→ **RECORDS SHOWN**
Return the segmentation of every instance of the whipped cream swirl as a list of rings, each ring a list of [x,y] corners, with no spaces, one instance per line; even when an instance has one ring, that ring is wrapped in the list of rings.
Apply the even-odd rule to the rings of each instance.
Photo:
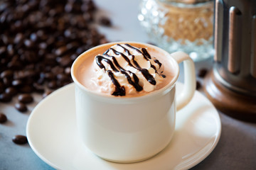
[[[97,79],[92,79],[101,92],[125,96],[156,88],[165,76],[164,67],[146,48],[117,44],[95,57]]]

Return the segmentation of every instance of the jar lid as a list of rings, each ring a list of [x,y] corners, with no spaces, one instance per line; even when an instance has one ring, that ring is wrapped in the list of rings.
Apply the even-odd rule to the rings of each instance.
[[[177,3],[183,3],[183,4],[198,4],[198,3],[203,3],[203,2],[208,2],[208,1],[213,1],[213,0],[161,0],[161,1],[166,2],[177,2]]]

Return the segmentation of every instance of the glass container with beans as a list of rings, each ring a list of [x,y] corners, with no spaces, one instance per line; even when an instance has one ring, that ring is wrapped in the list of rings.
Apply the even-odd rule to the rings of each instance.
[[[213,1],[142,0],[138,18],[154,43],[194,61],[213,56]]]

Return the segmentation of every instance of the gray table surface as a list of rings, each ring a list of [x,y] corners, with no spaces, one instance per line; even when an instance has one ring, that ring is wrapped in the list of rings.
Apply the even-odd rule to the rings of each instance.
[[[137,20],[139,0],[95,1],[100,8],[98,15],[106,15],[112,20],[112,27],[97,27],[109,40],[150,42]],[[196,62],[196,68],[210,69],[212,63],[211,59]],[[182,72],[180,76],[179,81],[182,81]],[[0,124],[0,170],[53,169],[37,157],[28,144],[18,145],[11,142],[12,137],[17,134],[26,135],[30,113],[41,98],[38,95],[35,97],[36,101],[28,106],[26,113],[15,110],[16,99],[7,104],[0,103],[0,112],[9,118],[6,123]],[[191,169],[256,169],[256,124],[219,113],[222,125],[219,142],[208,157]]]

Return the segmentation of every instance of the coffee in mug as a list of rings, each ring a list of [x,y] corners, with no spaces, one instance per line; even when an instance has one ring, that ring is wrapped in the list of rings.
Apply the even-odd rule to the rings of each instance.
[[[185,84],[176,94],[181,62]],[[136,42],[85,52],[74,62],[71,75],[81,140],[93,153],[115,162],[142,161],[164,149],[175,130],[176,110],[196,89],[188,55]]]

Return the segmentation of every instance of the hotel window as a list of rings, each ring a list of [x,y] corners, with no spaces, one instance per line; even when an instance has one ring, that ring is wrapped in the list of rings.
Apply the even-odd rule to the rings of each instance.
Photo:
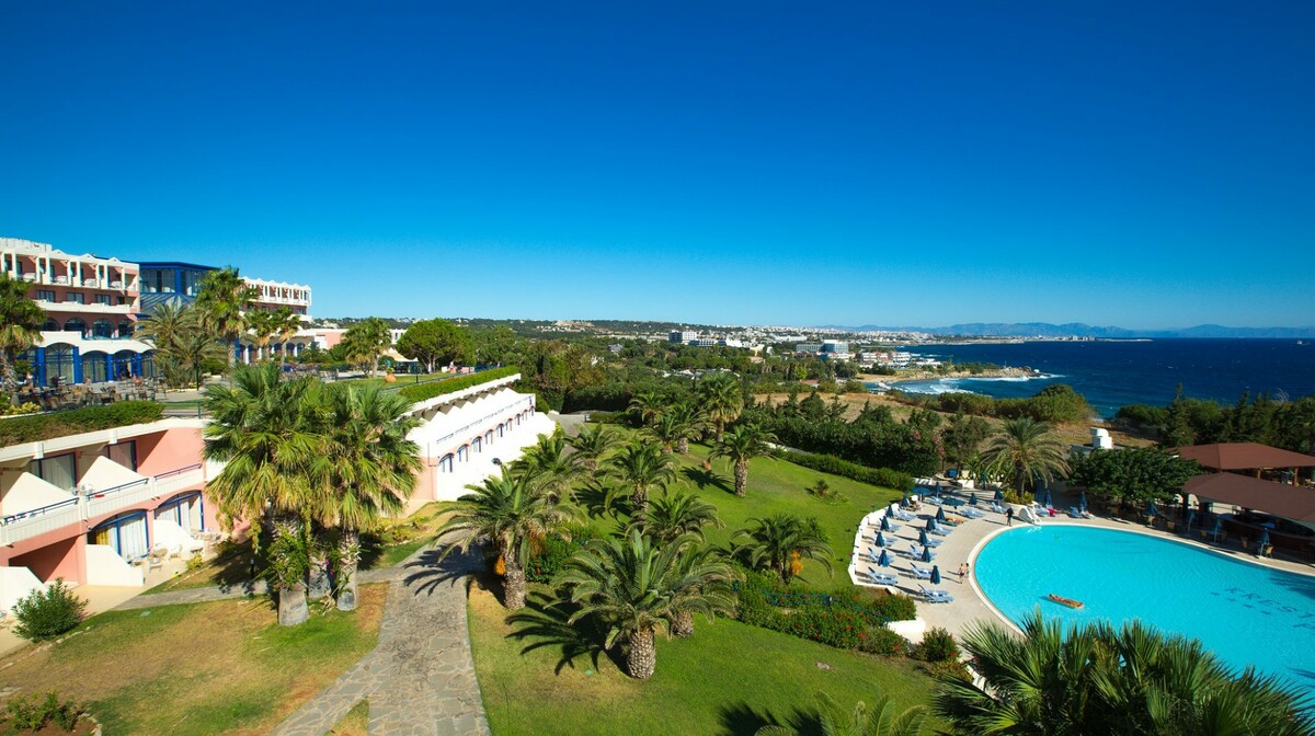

→ **TASK GOAL**
Return all the records above word for word and line for line, omitting the pictures.

→ **TASK RESPONSE**
Return the segmentation of every instance of the whipped cream swirl as a list of rings, each ring a list of [x,y] corners, with no spaces, one instance per line; even when an instance has one ring, that ring is wrapped in the list of rings.
Apply the even-odd rule to the rings of each instance.
Photo:
[[[97,79],[92,79],[101,92],[125,96],[156,88],[165,76],[164,67],[146,48],[117,44],[95,57]]]

Return the segmentation of every instance of the jar lid as a list of rings, each ring a list of [x,y] corners, with no spaces, one instance per line; even when an instance has one ring, that ring is wrapped in the list of rings.
Apply the even-odd rule to the rings of each instance.
[[[177,3],[183,3],[183,4],[198,4],[198,3],[203,3],[203,2],[208,2],[208,1],[213,1],[213,0],[161,0],[161,1],[166,2],[177,2]]]

Return the segmentation of every instance of the glass container with beans as a list of rings, each ring a list of [x,y] corners, with no spaces, one instance per line; even when an instance has one ring, that ring is wrapped in the list of rings.
Apply the even-odd rule to the rings of each instance.
[[[213,1],[142,0],[138,18],[154,43],[194,61],[213,56]]]

Return the segmentation of every instance of the gray table surface as a list of rings, each ring a list of [x,y] corners, with no spaces, one instance per line; even when an instance has one ring, that ring is wrapped in the list of rings.
Apply the even-odd rule to the rings of each instance.
[[[137,20],[139,0],[95,1],[100,8],[98,15],[106,15],[112,20],[112,27],[97,27],[109,40],[150,42]],[[196,62],[196,68],[210,69],[212,63],[211,59]],[[182,72],[180,76],[179,81],[182,81]],[[0,124],[0,170],[53,169],[37,157],[28,144],[18,145],[11,142],[12,137],[17,134],[26,135],[30,113],[41,98],[38,95],[35,97],[36,101],[28,106],[26,113],[15,110],[16,99],[7,104],[0,103],[0,112],[9,118],[6,123]],[[191,169],[256,169],[256,124],[219,113],[222,125],[219,142],[208,157]]]

Return the segmentation of every instance of the coffee in mug as a list of rings, each ring a list of [x,y] corners, with no spaces, one instance per line; even when an instance has one ring, that ring is wrapped in the list of rings.
Apply the even-odd rule to the rings of each instance.
[[[185,84],[176,94],[181,62]],[[136,42],[85,52],[74,62],[71,75],[81,140],[93,153],[115,162],[142,161],[164,149],[175,130],[176,110],[196,89],[188,55]]]

Return the segmentation of every instance of the hotel window as a list of rings, each ring a list of [x,y] corners, with no spaces, one instance per line; even when an instance has one ring, that ring is wrapped in the list of rings.
Apply the even-odd rule to the rings of each instance.
Photo:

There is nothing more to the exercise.